TASK PROMPT:
Copy out the lines exactly, from the first line through the line containing "150 142 L 114", including both.

-*-*-

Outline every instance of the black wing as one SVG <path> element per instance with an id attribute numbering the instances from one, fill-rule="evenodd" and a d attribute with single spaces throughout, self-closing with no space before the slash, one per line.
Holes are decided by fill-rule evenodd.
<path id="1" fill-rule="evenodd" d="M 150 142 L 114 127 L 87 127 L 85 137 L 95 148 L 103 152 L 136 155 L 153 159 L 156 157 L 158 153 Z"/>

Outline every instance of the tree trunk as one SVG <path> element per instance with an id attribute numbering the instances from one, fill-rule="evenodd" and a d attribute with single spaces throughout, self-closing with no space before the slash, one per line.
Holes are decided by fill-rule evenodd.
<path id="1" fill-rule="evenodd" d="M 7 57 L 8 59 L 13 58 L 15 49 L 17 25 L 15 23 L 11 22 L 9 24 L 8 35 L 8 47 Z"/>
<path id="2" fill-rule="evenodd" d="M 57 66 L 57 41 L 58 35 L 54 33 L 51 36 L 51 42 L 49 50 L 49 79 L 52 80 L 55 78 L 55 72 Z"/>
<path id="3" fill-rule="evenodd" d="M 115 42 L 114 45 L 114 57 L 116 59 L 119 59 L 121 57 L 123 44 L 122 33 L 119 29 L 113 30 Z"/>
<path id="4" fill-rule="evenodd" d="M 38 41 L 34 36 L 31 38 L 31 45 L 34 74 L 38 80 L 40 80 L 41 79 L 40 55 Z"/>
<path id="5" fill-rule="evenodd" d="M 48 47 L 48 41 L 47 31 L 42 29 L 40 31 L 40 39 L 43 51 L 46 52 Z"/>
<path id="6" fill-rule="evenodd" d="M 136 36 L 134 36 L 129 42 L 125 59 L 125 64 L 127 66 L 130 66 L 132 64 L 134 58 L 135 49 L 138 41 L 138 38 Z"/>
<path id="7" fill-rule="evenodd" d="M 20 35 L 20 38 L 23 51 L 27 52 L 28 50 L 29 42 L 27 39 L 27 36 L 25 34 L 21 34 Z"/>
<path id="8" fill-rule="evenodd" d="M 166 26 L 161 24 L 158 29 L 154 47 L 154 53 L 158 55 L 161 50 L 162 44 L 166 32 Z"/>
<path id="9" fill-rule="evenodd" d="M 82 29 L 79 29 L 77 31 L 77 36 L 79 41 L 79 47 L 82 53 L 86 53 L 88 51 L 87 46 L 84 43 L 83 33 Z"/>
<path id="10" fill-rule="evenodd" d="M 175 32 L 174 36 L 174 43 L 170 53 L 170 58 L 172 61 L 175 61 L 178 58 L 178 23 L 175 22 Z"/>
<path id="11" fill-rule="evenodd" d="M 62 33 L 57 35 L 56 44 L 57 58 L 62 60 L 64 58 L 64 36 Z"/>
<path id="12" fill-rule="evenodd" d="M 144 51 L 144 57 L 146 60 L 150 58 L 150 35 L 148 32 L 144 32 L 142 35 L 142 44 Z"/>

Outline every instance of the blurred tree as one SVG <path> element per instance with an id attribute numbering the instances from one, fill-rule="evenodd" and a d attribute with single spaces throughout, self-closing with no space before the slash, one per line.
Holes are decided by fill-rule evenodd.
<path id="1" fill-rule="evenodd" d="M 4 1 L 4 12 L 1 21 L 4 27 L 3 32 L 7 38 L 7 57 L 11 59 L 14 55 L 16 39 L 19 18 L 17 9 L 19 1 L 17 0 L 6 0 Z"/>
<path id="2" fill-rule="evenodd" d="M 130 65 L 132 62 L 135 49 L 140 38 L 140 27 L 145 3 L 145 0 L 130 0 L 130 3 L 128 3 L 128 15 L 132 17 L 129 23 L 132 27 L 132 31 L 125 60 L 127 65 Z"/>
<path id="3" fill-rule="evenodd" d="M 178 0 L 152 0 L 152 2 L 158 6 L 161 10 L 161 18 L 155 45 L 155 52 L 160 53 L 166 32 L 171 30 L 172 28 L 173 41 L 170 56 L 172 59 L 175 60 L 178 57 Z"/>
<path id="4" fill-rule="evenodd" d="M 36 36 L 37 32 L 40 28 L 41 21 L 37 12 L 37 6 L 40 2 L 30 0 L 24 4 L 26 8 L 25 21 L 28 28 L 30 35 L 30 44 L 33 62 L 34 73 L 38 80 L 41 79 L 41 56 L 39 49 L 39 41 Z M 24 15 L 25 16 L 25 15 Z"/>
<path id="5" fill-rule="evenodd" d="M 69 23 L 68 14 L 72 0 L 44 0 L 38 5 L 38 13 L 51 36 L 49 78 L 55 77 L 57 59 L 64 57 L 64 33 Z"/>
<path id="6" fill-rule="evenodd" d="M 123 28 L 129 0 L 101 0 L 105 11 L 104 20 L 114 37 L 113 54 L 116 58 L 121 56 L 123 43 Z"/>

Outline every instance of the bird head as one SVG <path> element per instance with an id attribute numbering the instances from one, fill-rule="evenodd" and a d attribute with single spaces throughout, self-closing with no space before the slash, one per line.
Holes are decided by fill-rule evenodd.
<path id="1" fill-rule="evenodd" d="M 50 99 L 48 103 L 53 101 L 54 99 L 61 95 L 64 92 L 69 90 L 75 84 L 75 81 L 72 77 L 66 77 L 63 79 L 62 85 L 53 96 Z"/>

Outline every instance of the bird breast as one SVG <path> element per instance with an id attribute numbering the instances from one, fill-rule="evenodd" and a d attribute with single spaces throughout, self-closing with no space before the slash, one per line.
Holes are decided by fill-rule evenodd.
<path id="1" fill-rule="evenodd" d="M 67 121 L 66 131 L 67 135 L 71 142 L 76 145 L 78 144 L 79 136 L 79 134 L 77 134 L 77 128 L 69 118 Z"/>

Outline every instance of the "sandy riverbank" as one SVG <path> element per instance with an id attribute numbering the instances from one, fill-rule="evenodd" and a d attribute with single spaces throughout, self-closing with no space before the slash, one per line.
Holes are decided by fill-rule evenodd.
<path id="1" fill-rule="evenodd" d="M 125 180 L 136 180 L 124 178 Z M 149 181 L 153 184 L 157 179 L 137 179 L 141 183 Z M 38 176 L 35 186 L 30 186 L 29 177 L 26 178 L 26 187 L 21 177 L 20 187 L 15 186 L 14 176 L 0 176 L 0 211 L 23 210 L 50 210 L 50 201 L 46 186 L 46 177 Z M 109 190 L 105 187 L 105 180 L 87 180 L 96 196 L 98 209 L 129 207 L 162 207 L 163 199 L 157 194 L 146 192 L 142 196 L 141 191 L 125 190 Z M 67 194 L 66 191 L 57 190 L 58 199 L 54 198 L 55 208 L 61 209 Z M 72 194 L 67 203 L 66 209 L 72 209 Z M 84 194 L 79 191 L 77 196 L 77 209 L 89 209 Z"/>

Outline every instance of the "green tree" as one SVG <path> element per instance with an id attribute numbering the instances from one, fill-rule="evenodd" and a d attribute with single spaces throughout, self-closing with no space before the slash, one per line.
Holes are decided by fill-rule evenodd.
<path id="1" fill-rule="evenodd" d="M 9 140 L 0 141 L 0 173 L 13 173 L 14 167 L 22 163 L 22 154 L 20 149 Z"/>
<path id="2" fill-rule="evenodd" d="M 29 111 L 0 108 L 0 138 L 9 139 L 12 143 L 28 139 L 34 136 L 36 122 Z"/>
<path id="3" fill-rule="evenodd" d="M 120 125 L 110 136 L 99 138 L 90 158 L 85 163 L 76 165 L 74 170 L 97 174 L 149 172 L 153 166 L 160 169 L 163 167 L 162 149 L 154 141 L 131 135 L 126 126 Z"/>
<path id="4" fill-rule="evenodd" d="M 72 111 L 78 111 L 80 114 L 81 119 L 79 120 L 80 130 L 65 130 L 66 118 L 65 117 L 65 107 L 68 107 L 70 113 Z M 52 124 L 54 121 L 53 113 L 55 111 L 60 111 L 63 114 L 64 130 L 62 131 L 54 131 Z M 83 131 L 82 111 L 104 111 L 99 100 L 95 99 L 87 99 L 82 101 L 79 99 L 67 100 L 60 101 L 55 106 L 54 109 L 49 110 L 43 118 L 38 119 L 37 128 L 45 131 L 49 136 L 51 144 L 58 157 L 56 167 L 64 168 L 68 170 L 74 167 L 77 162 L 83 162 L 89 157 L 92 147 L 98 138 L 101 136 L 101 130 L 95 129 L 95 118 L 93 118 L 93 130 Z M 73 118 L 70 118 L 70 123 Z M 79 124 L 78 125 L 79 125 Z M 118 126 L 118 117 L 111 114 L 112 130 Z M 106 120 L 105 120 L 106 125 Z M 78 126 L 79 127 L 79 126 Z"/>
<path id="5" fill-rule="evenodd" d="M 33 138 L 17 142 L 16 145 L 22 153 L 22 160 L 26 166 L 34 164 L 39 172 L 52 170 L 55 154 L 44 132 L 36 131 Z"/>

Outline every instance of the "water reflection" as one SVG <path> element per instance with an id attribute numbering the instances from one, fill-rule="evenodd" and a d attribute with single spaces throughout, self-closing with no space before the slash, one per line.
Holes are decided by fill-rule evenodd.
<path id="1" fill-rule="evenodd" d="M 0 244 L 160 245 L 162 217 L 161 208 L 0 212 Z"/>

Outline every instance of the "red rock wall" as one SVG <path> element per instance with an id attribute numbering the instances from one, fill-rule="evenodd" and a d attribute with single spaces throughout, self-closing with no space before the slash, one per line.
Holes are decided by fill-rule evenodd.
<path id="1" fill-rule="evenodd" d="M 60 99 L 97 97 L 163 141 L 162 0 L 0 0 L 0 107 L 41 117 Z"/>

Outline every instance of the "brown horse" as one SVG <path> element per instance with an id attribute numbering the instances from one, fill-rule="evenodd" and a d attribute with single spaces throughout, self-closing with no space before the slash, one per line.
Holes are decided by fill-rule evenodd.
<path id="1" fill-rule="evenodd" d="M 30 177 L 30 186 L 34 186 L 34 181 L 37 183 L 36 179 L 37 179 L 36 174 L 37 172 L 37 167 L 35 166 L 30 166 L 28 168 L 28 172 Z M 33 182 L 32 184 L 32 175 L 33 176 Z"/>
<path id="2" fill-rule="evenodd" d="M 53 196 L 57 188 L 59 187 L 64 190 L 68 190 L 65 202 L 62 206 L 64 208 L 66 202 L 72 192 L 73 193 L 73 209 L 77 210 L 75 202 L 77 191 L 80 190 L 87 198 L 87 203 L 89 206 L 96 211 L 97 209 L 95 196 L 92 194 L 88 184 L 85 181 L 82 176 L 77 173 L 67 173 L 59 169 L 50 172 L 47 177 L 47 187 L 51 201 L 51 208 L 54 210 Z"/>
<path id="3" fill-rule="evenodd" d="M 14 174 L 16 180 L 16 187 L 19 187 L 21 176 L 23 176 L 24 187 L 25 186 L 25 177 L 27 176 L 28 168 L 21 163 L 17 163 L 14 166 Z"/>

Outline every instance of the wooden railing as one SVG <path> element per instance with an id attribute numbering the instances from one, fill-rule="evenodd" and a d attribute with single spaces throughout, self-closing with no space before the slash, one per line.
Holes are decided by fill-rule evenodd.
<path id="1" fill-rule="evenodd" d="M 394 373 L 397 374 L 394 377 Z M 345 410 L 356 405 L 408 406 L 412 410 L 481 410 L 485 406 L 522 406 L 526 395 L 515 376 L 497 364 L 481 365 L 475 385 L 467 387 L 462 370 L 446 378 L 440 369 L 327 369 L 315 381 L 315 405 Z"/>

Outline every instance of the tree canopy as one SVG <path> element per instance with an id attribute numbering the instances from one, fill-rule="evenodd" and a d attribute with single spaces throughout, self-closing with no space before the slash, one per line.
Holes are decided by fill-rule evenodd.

-*-*-

ANSWER TO THE PROBLEM:
Outline every instance of the black wing as one SVG <path> element per instance with an id attribute numbering the instances from one, fill-rule="evenodd" and a d attribute with single spaces throughout, self-closing with no space before the slash, one per line.
Holes are decided by fill-rule evenodd.
<path id="1" fill-rule="evenodd" d="M 150 142 L 114 127 L 87 127 L 85 137 L 95 148 L 103 152 L 136 155 L 153 159 L 156 157 L 158 153 Z"/>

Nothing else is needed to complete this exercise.